Stored dataset items
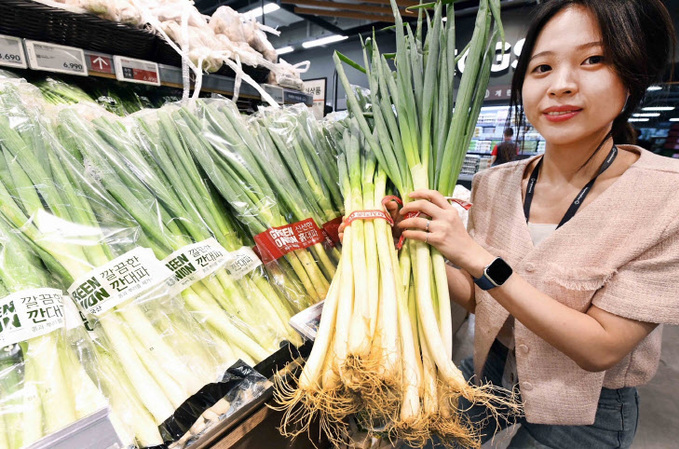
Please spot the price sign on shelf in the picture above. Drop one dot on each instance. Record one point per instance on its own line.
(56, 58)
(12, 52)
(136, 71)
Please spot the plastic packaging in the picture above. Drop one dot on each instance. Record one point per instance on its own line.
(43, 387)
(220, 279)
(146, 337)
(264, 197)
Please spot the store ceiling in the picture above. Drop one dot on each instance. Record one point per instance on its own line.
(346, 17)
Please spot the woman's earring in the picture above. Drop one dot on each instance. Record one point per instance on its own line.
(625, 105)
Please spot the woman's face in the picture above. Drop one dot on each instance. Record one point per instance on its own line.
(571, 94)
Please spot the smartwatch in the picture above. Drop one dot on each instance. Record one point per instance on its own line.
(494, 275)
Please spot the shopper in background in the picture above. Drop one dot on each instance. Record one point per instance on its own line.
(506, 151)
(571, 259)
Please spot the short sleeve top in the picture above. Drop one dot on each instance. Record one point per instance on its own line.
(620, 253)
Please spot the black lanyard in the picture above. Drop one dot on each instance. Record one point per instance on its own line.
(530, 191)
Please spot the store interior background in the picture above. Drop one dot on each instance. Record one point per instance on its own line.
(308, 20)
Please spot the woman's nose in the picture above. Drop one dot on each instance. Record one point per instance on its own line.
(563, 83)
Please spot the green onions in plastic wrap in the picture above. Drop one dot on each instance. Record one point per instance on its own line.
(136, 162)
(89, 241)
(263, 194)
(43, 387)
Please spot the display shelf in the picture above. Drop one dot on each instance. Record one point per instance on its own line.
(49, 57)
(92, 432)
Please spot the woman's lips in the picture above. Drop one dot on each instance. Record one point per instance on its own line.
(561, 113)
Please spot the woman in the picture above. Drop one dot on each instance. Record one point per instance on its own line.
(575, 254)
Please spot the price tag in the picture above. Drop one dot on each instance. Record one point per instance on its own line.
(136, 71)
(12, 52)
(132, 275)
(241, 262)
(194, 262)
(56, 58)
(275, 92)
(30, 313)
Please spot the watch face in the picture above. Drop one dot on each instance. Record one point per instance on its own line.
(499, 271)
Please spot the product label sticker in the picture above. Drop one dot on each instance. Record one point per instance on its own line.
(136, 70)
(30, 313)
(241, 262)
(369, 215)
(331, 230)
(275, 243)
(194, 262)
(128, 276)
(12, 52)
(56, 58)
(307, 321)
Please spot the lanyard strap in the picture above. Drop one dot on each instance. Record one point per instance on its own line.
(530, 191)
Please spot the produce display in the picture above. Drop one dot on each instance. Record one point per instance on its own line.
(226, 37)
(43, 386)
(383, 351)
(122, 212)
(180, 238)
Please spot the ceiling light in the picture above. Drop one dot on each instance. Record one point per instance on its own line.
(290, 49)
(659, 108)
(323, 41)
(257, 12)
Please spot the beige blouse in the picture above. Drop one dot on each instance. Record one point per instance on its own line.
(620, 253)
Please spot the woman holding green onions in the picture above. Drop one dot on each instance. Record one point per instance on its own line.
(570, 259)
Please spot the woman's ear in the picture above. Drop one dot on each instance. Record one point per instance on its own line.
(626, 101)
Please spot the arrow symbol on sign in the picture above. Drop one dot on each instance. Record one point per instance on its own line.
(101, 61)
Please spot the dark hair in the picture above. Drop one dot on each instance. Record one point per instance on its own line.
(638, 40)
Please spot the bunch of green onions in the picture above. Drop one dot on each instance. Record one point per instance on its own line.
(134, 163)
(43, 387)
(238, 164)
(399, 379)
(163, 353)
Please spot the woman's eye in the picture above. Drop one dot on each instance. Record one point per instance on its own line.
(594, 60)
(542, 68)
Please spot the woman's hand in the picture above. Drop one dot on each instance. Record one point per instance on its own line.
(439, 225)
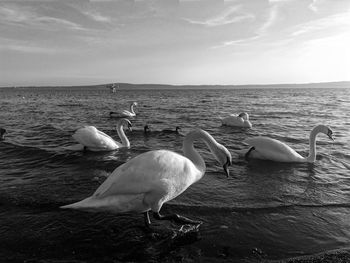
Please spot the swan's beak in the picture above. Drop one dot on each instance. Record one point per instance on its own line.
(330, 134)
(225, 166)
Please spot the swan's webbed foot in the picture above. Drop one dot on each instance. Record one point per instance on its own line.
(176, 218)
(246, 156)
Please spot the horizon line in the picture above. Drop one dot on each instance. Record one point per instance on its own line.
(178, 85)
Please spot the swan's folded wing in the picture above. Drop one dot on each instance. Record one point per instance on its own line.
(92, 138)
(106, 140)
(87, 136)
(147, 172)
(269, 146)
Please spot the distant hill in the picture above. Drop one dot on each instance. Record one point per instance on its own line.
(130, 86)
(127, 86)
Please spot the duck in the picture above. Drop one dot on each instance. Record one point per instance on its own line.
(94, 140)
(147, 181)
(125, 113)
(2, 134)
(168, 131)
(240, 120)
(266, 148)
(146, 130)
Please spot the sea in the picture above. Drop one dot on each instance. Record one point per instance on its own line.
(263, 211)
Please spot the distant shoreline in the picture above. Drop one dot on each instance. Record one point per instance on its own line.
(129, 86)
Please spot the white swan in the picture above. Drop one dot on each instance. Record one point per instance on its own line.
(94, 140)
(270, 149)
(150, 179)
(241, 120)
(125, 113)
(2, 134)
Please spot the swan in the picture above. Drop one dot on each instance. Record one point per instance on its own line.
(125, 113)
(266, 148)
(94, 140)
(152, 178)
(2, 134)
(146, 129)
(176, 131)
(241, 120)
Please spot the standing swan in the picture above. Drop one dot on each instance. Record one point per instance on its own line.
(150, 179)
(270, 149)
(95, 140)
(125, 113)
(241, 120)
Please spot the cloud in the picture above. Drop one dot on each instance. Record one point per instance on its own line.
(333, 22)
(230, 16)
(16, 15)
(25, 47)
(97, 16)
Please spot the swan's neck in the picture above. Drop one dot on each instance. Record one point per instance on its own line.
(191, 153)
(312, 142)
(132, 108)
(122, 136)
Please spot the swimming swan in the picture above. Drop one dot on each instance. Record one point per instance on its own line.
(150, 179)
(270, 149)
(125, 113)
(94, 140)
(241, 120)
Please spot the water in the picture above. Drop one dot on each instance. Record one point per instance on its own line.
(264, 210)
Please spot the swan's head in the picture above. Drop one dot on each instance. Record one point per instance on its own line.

**What to produce**: Please repeat the entries exactly. Do not include the pictures.

**Result of this exercise**:
Please spot the price sign on shelf in the picture above. Drop one dot on each instance. Record one point per instance on its own line.
(56, 58)
(12, 52)
(136, 71)
Please spot the plastic packaging in the picture above. Drop one dot on each instance. Record one point per instance on its own line.
(43, 387)
(220, 279)
(146, 337)
(264, 197)
Please spot the store ceiling in the picture above. Drop one dot on each instance. Record one point per instance on its own line.
(346, 17)
Please spot the woman's earring in the picture above. Drop one dot on each instance. Record one point per instance on its own line.
(625, 105)
Please spot the woman's face in the picture above. Drop one dot on each instance. Record one point per instance on its own line.
(571, 94)
Please spot the smartwatch in the picture above. Drop one dot on each instance. Record one point per instance on its own line.
(494, 275)
Please spot the shopper in background in the picture above. Drop one dot on each instance. Record one point per instance on its own line.
(506, 151)
(571, 259)
Please spot the short sleeve top in the picture above. Drop one dot on each instance. Record one point per instance on its own line.
(620, 253)
Please spot the black lanyard in the picture above. Drop one dot on each instance. Record one point per instance on its own line.
(530, 191)
Please spot the store interior background in the picture above. Drop one dot on each instance. Record one point per instance on its own line.
(308, 20)
Please spot the woman's nose in the picture above. Drop one dot on each instance. Record one point per instance on its own line.
(563, 83)
Please spot the green onions in plastic wrap in the picture above. Drop one dot on each instance. Record one point per instance on its own line.
(136, 162)
(89, 241)
(263, 194)
(43, 387)
Please spot the display shelf in the picture above. Drop one dot on each instance. Record one point per instance on its own line.
(49, 57)
(92, 432)
Please spot the woman's lips in the picture above. Drop one dot on each instance. Record one point per instance on its own line.
(561, 113)
Please spot the woman in the picture above. Drop one dot on each instance. Record one point per instance on its own line.
(575, 254)
Please spot the price tag in the picture above. Drop one dot on each instance. Record one point per instance on its own line.
(136, 71)
(12, 52)
(132, 275)
(241, 262)
(194, 262)
(56, 58)
(275, 92)
(30, 313)
Please spot the watch face in the picture above. Drop one dot on each instance. Record one point per instance on its own line.
(499, 271)
Please spot the product label sticker in the picture above. Drop one dot on each instance. Record one point per instance on its own line.
(136, 70)
(30, 313)
(241, 262)
(369, 215)
(331, 230)
(275, 243)
(194, 262)
(128, 276)
(12, 52)
(56, 58)
(307, 321)
Please spot the lanyard strap in the picture above. Drop one dot on each instance. Record one point per instance on its own line.
(530, 191)
Please spot the produce display in the picture above. Drop one dot on each instance. Record one point per instance on its own line.
(226, 37)
(43, 386)
(383, 351)
(122, 212)
(180, 238)
Please spot the ceiling light in the picture above. Drop one dot on each instance. Record one point per instance on its own line.
(290, 49)
(659, 108)
(323, 41)
(257, 12)
Please spot the beige blouse in the picture above. Drop one dot on each instance. Record one point per instance on its own line.
(620, 253)
Please spot the woman holding green onions in the picture above. Drop one dot on each instance. Record one point per instance on its own line.
(570, 259)
Please spot the woman's ear in the picture above. Drop one dot on each instance. Record one point per instance on its own line.
(626, 101)
Please spot the arrow symbol on sign in the picture above. Drop one dot on each instance. Record one point per instance on its own line.
(101, 61)
Please spot the dark hair in the picture above. Drop one dot on each instance. Record one point per instance on its own line.
(638, 40)
Please spot the bunch of green onions in the picture above. Drop one dot on each instance. Record one point per instance on its own line.
(134, 163)
(43, 387)
(238, 164)
(399, 379)
(163, 353)
Please spot the woman's eye in the picture above. Drop one dot on each instance. Record one point per instance on its own line.
(594, 60)
(542, 68)
Please spot the woman's hand in the picture above. Drop one dot on each instance. Record one point per instance on its own line.
(439, 225)
Please spot the swan's beak in the picture above. Drop one dot on each instance. Record one point per instance on its own line.
(330, 134)
(225, 166)
Please spot the swan's webbed foot in the picture above. Drop one dot on each instance. Record one point per instance on its own line.
(176, 218)
(246, 156)
Please spot the horizon line in the picture above. Drop one dot on each instance. Record one point per instance on its own line.
(178, 85)
Please spot the swan's folded wing in the picture above. Drop one dot on each instance. Record one point per instance on its own line.
(92, 138)
(106, 140)
(87, 136)
(147, 172)
(269, 146)
Please spot the distant hill in the picture above. Drop one dot on each instance. Record one point per instance on its own line.
(130, 86)
(127, 86)
Please spot the duck in the picture above. Drop one dot on each instance. Record one point per instance on its own line.
(94, 140)
(147, 181)
(125, 113)
(2, 134)
(168, 131)
(240, 120)
(266, 148)
(146, 130)
Please spot the sea in the picture above. Drop one dot on each instance. Record one point per instance on its own line.
(263, 211)
Please spot the distant shoreline in the picture above. Drop one dot on each instance. Record one point per instance on its own line.
(129, 86)
Please spot the white swan in the picture above. Drop one dot on each instance. Record one point per instance on its own line.
(94, 140)
(270, 149)
(150, 179)
(241, 120)
(125, 113)
(2, 134)
Please spot the swan in the picture above. Drop one dot on each instance. Record one point per instance on its own line.
(125, 113)
(266, 148)
(94, 140)
(152, 178)
(2, 134)
(146, 129)
(176, 131)
(241, 120)
Please spot the standing swan in the picture above. Drop one dot on each instance. Record one point per instance on its own line.
(150, 179)
(270, 149)
(95, 140)
(125, 113)
(241, 120)
Please spot the cloud in the picture above. Drop one dot on each instance. Record one point per instance on its own line.
(333, 22)
(230, 16)
(16, 15)
(25, 47)
(97, 16)
Please spot the swan's neck in the picture above. Drop one dot on each instance. Record one point per instance on its own line.
(191, 153)
(312, 142)
(132, 108)
(122, 136)
Please spot the swimming swan in the picture above. Drop one dot on each instance. Record one point per instance on its own line.
(150, 179)
(270, 149)
(125, 113)
(94, 140)
(241, 120)
Please spot the water in the picture above. Drop one dot on each instance. Record one point per instance on its own line.
(264, 210)
Please spot the swan's head in the picture above. Drop one dot on each instance. Record one point per instance on its own line.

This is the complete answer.